__Task directions__: Return only what lies between the first line of the entries and the line containing "metal roof using the picture above.", both lines included.

Input material: Begin

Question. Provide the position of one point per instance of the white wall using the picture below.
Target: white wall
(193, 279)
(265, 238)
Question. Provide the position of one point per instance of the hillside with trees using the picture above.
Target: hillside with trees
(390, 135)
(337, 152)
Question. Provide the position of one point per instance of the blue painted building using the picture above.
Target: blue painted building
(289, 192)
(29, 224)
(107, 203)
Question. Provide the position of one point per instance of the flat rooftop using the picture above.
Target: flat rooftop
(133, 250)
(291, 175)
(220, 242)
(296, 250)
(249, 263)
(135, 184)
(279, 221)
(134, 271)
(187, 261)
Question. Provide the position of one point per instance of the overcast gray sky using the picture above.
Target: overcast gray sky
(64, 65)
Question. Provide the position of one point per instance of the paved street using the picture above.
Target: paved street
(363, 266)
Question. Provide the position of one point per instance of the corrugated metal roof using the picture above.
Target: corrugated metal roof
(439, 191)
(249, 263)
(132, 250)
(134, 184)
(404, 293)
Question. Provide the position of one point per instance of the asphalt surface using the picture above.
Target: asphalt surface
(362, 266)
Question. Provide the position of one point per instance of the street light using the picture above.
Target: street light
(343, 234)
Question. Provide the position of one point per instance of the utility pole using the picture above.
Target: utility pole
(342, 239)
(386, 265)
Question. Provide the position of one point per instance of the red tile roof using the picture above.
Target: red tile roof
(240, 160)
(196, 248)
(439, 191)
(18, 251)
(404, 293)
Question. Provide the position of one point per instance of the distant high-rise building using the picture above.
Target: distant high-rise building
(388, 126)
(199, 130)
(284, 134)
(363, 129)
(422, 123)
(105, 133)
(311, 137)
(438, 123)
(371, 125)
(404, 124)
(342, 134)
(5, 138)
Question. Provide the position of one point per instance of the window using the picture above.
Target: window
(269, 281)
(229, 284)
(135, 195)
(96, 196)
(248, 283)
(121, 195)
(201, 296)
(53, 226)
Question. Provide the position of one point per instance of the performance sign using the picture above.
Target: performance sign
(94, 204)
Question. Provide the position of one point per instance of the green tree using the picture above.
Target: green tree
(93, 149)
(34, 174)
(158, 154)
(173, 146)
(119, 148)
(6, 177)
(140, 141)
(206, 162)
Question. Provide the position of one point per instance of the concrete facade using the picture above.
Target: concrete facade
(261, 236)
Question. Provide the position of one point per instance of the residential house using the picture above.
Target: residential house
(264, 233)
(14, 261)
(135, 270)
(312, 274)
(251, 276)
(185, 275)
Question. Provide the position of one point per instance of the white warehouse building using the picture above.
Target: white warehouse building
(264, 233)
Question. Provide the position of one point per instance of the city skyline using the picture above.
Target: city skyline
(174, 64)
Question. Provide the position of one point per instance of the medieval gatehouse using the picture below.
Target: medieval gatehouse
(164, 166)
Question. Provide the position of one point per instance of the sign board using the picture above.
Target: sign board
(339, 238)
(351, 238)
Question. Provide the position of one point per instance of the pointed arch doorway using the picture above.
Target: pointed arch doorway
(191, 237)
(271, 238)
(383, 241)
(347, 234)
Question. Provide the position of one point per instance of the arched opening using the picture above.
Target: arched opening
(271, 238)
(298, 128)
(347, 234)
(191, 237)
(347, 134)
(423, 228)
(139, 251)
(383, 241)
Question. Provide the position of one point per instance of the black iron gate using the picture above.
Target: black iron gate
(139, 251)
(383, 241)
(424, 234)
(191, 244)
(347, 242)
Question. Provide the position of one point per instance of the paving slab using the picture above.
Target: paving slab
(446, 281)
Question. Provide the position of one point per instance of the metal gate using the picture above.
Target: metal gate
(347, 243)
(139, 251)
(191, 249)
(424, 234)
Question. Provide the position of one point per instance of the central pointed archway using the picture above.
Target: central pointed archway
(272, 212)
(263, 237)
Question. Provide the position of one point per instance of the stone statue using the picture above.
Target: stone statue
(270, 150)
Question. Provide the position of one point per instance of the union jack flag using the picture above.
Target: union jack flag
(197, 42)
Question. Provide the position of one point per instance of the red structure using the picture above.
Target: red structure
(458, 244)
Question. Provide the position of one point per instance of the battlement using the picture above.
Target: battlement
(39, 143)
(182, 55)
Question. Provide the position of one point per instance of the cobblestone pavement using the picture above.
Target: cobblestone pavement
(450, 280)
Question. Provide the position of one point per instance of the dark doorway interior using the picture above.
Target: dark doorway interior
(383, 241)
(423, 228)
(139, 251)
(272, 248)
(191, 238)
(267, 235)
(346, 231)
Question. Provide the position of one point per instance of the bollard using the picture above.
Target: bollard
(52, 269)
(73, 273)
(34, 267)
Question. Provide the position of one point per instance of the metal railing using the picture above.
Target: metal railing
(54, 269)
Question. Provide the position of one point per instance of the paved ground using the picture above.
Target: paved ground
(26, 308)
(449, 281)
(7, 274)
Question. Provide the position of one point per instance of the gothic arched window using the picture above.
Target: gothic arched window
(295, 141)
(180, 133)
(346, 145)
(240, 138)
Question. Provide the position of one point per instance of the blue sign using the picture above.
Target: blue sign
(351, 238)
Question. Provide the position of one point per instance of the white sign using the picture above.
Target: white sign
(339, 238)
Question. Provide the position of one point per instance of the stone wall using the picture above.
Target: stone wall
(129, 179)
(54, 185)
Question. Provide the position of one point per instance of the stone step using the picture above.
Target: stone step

Input material: End

__Task answer__:
Question. Provide the position of one point per instance of the white wall using the picture below.
Target: white wall
(193, 279)
(265, 238)
Question. Provide the position of one point per instance of the hillside with trees using the picture above.
Target: hillside with trees
(390, 135)
(337, 152)
Question. Provide the position of one point per instance of the blue painted building using the picture above.
Target: blue painted building
(289, 192)
(29, 224)
(107, 203)
Question. Provide the position of one point per instance of the flat rooftop using the picture above.
Target: flat rooftop
(133, 250)
(291, 175)
(220, 242)
(296, 250)
(249, 263)
(135, 184)
(279, 221)
(134, 271)
(187, 261)
Question. Provide the position of one point per instance of the overcast gray sky using the picture above.
Target: overcast gray sky
(64, 65)
Question. Provide the position of one point per instance of the paved street using the picture above.
Target: paved street
(363, 266)
Question. Provide the position of one point per instance of the corrugated metal roof using the picture above.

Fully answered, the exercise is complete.